#### Written problem:
Copy out every row below that contains the word "Query".

#### Provided information:
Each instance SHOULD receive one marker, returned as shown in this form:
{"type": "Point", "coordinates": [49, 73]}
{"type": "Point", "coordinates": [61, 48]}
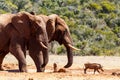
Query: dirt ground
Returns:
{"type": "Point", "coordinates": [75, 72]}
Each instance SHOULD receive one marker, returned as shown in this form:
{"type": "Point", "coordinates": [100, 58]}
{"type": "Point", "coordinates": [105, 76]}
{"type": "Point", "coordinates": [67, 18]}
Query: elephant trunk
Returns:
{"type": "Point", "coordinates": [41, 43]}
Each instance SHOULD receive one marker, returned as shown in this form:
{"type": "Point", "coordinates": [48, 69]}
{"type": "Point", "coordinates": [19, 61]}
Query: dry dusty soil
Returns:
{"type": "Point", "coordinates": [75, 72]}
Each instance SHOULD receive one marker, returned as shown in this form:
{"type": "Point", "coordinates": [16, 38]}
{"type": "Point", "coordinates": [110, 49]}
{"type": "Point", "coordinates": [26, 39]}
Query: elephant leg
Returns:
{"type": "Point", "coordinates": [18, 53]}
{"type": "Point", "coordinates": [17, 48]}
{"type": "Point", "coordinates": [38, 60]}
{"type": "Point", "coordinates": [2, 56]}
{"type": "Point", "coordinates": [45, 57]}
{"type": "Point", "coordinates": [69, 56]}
...
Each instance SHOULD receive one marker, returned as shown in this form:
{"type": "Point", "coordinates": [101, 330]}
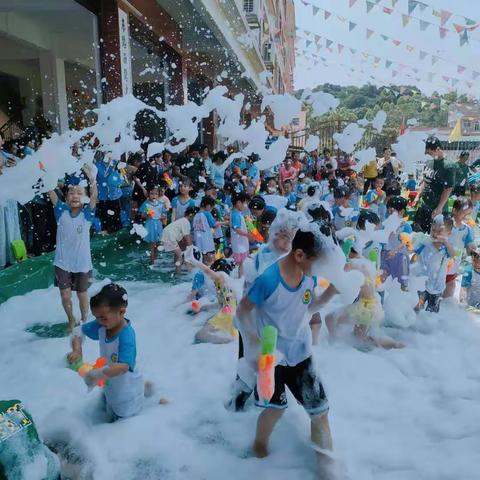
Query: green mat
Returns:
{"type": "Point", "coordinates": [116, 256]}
---
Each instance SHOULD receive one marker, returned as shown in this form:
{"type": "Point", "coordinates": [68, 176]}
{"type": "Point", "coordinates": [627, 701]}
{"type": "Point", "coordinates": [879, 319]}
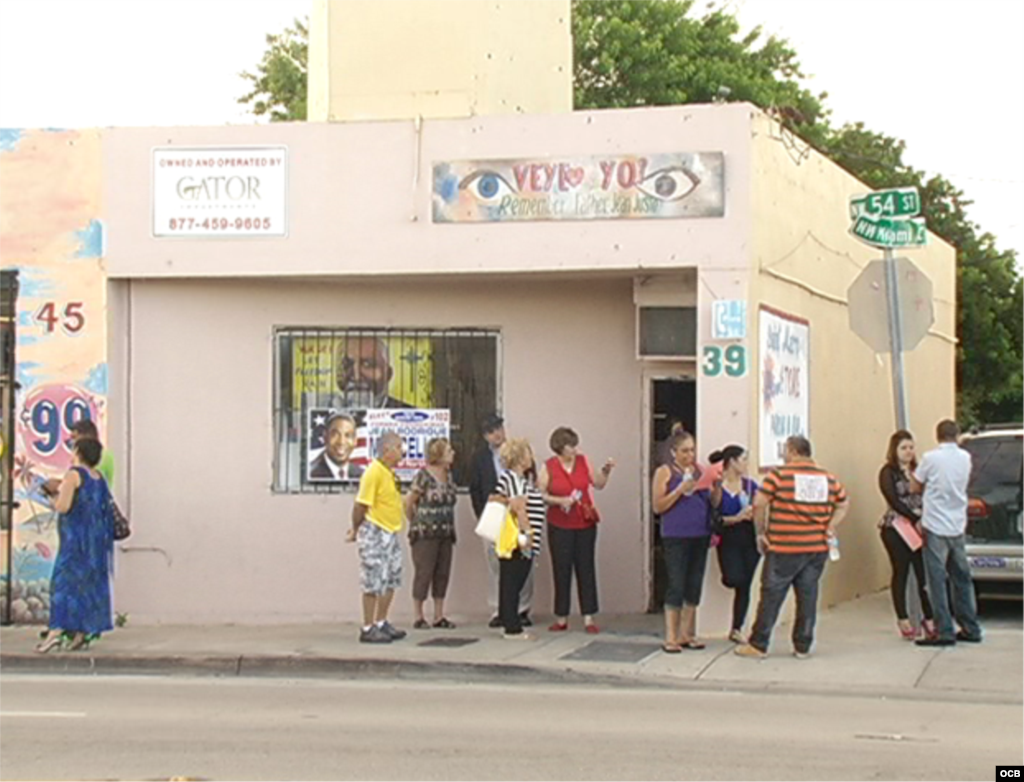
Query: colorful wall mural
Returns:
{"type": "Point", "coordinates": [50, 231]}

#### Reply to the exercise:
Query: dirt ground
Query: elephant trunk
Query: dry dusty soil
Query: elephant leg
Query: green mat
Query: colorful wall mural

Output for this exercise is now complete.